Sendo que, logo de seguida,
Agostinho da Silva assinala uma diferença de percursos entre os dois: “Nisto
nos dividíamos, eu e Casais. O indo-europeu e mau conselheiro político — embora
fosse a República a deusa de Teixeira Rego —, talvez, por outro lado andasse eu
muito sob a influência de Goethe, coisa de que me curei depois, e prezasse
sobre tudo a Ordem, com muita impaciência perante as fraquezas e os
compromissos dos políticos e as injustiças que a cada momento via praticadas, o
que já não era muito goetheano; o nosso poeta e crítico temia principalmente a
ditadura que se aproximava e que, apesar de tudo, era apenas militar, quando o
que realmente ameaçava o País era o obscurantismo coimbrão e o mesquinho
espírito do quintal das couves. Quando tudo se decidiu, fiquei eu com a tropa,
ele com a Constituição. Menos de um ano depois, entrei na Seara Nova, e tive o gosto de ser demitido do serviço público ainda
antes de Casais Monteiro; onde iria o Goethe!/ Com Espanha, França e outras
aventuras, perdi de vista Casais, que entrara na Presença, andava ensinando e fazia política (…).”.
Já no Brasil – para onde
Agostinho da Silva partiu em meados da década de quarenta e Adolfo Casais
Monteiro uma década mais tarde –, recorda Agostinho a presença de Casais na
Universidade da Bahia: “Casais chegara para ensinar na Faculdade de Filosofia,
na Cadeira de Hélio Simões, e na Escola de Teatro da Martim Gonçalves viera eu
propor a Edgard Santos que se fundasse aquele Centro de Estudos Afro-Orientais
que iniciou a política africana do Brasil e que talvez tivesse feito o mesmo
com o Oriente — se trabalhou com o Japão e os Árabes – se o Presidente Jânio
[Quadros], que tão bem entendeu o Centro, não tivesse, por outro lado, deixado
de reconduzir o Reitor no cargo de que jamais deveria ter sido apeado. Em 59,
porém, só o Reitor me acompanhou na ousadia e praticamente se trabalhou a ocultas
da Universidade, que talvez derrubasse o Centro se o tivesse sabido a
funcionar; o escritório era no subterrâneo da Reitoria e, para disfarçar a
minha presença, inventaram-se na Escola de Teatro aulas de filosofia, não sendo
esta a última vez em que havia de ensinar o que não sei; coisa muito útil,
porque se aprende muito estudando com aluno.”.
*-*-*
## [OBJETIVO DO EXERCÍCIO]
Responda a estas perguntas sobre o trecho acerca de Agostinho da Silva e Casais Monteiro:
1. Em que entrou Agostinho da Silva menos de um ano depois de tudo se decidir?
2. Onde Casais chegou para ensinar na Universidade da Bahia?
3. Onde ficava o escritório do Centro de Estudos Afro-Orientais?
Os registros não são necessários para este exercício.
*-*-*
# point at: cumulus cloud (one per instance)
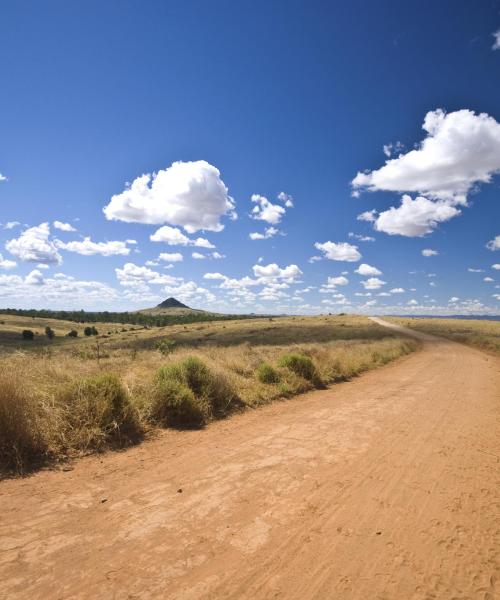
(173, 236)
(368, 215)
(187, 194)
(414, 218)
(496, 40)
(427, 252)
(341, 251)
(461, 150)
(6, 264)
(87, 247)
(367, 270)
(171, 257)
(266, 211)
(269, 232)
(494, 244)
(373, 283)
(34, 245)
(132, 275)
(63, 226)
(361, 238)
*-*-*
## [RESPOSTA COMPLETA]
1. Na Seara Nova.
2. Na Faculdade de Filosofia, na Cadeira de Hélio Simões.
3. No subterrâneo da Reitoria.